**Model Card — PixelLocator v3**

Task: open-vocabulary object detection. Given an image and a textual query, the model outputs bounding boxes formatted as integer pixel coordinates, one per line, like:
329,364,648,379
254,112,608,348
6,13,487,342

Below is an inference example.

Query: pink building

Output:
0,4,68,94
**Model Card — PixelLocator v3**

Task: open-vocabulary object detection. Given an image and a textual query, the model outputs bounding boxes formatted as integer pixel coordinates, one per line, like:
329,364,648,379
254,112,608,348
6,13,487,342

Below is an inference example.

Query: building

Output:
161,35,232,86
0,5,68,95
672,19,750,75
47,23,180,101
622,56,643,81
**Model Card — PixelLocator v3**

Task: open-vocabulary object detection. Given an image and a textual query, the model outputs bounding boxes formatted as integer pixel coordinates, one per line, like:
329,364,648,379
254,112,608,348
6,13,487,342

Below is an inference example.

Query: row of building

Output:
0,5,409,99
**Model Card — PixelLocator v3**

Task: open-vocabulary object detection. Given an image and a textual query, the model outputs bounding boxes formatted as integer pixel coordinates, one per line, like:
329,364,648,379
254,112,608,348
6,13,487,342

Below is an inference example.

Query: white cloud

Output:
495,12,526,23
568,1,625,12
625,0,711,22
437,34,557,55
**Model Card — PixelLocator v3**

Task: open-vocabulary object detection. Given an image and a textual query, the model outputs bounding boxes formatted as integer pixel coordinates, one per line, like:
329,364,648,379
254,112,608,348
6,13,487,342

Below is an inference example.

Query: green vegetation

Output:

▶ **WHAT YOU NEED TO DO**: Convert every line of the rows above into a Markdown table with two columns, "No." for the line number and "Line" for the line itself. Leave out the blank lines.

▶ **CORRECT RESPONSE**:
| No. | Line |
|---|---|
| 1 | **Model Card — PixelLocator v3** |
| 2 | Task: open-vocabulary object detection. Given an image and a textual query, the model outputs bounding boxes formatted as integer pixel coordinates, one per line, like: |
| 3 | 329,364,648,379 |
| 4 | 254,112,608,348 |
| 5 | 6,13,487,342 |
| 6 | Below is an inference example. |
| 7 | Query: pink building |
| 8 | Output: |
| 9 | 0,4,68,94 |
| 10 | **Model Card — PixelLocator v3** |
| 11 | Task: open-vocabulary object detection. Given an image and a textual query, the model outputs bounding boxes formatted as integer pixel coordinates, one per line, like: |
| 12 | 329,364,648,379 |
| 13 | 254,112,608,348 |
| 14 | 6,13,487,342 |
| 15 | Below is an inference example. |
| 16 | Query: building |
| 17 | Output: |
| 18 | 161,35,232,86 |
| 19 | 0,5,68,95 |
| 20 | 672,19,750,75 |
| 21 | 47,23,180,101 |
| 22 | 622,56,643,81 |
| 23 | **Model Card — PixelLocator v3** |
| 24 | Task: open-vocabulary object detection. Given an image and a textual query, the model outputs bounding boxes formatted as integer pixel coordinates, one per line, like: |
| 25 | 329,364,648,379 |
| 26 | 254,112,608,348 |
| 27 | 6,13,487,342 |
| 28 | Below is an inference example. |
| 29 | Query: row of building |
| 30 | Output: |
| 31 | 0,5,409,99 |
| 32 | **Model Card — PixelLocator v3** |
| 33 | Task: open-vocabulary object detection. Given an image and a textual query, the model outputs bounding boxes formatted as integer pixel coordinates, one per line, like: |
| 34 | 329,364,648,379 |
| 35 | 254,112,608,348 |
| 36 | 6,13,487,342 |
| 37 | Below is an inference example. |
| 38 | Query: white cloud |
| 39 | Output: |
| 40 | 495,12,526,23 |
| 41 | 568,1,625,12 |
| 42 | 625,0,711,22 |
| 43 | 437,34,557,55 |
| 44 | **Model Card — PixelLocator v3** |
| 45 | Task: open-vocabulary object detection. Given an image and a textual query, the model outputs bounding boxes formatted as integer pixel coordinates, one per line, like: |
| 46 | 329,364,648,379 |
| 47 | 254,112,608,348 |
| 48 | 6,13,487,342 |
| 49 | Below is an inference example. |
| 50 | Query: green vegetation |
| 51 | Output: |